:: Information provided ::

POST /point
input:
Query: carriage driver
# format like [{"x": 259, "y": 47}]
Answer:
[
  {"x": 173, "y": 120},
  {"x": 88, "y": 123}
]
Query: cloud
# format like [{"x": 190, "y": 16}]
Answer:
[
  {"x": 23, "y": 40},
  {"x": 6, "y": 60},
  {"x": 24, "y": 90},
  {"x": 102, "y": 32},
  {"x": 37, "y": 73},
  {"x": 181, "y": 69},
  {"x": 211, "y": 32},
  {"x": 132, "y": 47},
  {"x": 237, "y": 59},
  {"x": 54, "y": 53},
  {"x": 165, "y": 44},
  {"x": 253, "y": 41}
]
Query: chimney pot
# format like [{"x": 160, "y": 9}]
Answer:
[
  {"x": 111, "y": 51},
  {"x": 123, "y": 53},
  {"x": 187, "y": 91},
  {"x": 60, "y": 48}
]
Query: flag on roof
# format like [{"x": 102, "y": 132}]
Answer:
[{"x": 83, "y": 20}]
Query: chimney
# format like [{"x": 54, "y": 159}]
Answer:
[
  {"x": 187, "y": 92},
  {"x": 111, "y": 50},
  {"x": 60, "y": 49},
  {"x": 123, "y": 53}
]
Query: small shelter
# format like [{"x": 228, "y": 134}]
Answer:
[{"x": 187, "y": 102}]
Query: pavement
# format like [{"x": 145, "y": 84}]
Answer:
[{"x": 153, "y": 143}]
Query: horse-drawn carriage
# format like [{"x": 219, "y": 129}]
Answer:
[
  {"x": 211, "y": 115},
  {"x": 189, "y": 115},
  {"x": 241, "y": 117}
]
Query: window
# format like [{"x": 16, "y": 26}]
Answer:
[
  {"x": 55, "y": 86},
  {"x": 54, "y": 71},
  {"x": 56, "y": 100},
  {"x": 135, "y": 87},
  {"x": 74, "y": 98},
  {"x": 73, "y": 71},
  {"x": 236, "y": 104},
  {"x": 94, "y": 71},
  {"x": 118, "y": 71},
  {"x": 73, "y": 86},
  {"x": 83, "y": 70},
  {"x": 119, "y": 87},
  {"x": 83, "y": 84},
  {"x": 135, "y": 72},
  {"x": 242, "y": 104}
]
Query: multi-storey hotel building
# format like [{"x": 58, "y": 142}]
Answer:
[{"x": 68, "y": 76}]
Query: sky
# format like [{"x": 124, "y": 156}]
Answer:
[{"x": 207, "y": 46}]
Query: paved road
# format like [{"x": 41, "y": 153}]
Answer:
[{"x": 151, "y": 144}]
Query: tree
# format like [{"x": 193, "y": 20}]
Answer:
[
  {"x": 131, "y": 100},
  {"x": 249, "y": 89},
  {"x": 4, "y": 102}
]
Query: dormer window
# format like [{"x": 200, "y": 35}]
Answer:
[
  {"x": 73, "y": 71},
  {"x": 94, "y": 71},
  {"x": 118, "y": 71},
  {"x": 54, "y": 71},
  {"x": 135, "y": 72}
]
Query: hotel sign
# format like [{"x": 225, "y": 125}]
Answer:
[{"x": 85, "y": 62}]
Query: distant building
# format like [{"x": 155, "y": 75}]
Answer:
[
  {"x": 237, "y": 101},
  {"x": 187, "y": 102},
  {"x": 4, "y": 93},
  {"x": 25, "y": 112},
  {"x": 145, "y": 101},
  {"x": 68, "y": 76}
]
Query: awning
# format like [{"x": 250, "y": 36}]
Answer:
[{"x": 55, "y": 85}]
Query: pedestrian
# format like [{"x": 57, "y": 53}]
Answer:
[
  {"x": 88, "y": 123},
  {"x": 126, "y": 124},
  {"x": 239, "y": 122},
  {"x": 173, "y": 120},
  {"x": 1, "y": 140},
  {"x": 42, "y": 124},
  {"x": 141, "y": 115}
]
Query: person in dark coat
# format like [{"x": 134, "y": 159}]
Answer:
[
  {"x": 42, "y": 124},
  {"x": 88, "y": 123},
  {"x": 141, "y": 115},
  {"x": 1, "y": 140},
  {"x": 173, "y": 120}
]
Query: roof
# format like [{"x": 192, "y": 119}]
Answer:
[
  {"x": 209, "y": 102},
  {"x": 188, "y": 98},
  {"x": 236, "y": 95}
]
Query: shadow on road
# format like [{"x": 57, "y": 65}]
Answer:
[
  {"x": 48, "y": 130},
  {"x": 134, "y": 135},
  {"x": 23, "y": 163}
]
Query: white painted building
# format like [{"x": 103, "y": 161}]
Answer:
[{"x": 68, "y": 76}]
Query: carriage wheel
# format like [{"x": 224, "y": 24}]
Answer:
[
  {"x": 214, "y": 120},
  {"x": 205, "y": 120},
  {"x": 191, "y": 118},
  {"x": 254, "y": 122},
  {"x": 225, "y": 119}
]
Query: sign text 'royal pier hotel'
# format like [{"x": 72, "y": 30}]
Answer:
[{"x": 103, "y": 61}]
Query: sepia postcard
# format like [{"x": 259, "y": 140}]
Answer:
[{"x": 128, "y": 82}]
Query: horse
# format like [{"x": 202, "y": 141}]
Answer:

:: Problem to work on ::
Can you copy out word for word the lines from the one containing "Query: roof" through the final line above, including both of those lines?

:: The response ::
Query: roof
# format like [{"x": 192, "y": 119}]
Answer:
[
  {"x": 209, "y": 102},
  {"x": 188, "y": 98},
  {"x": 236, "y": 95}
]
Query: shadow on road
# format like [{"x": 57, "y": 65}]
Answer:
[
  {"x": 48, "y": 130},
  {"x": 134, "y": 135},
  {"x": 23, "y": 163}
]
Query: white painted building
# format like [{"x": 103, "y": 161}]
Answer:
[{"x": 68, "y": 76}]
Query: carriage wheel
# format like [{"x": 224, "y": 24}]
Answer:
[
  {"x": 214, "y": 120},
  {"x": 205, "y": 120},
  {"x": 191, "y": 118},
  {"x": 254, "y": 122},
  {"x": 225, "y": 119}
]
Query: sign text 'royal pier hotel'
# format like [{"x": 72, "y": 30}]
Answer:
[{"x": 103, "y": 61}]
Query: sepia postcard
# format like [{"x": 259, "y": 140}]
Answer:
[{"x": 128, "y": 82}]
Query: horse
# format like [{"x": 202, "y": 141}]
Answer:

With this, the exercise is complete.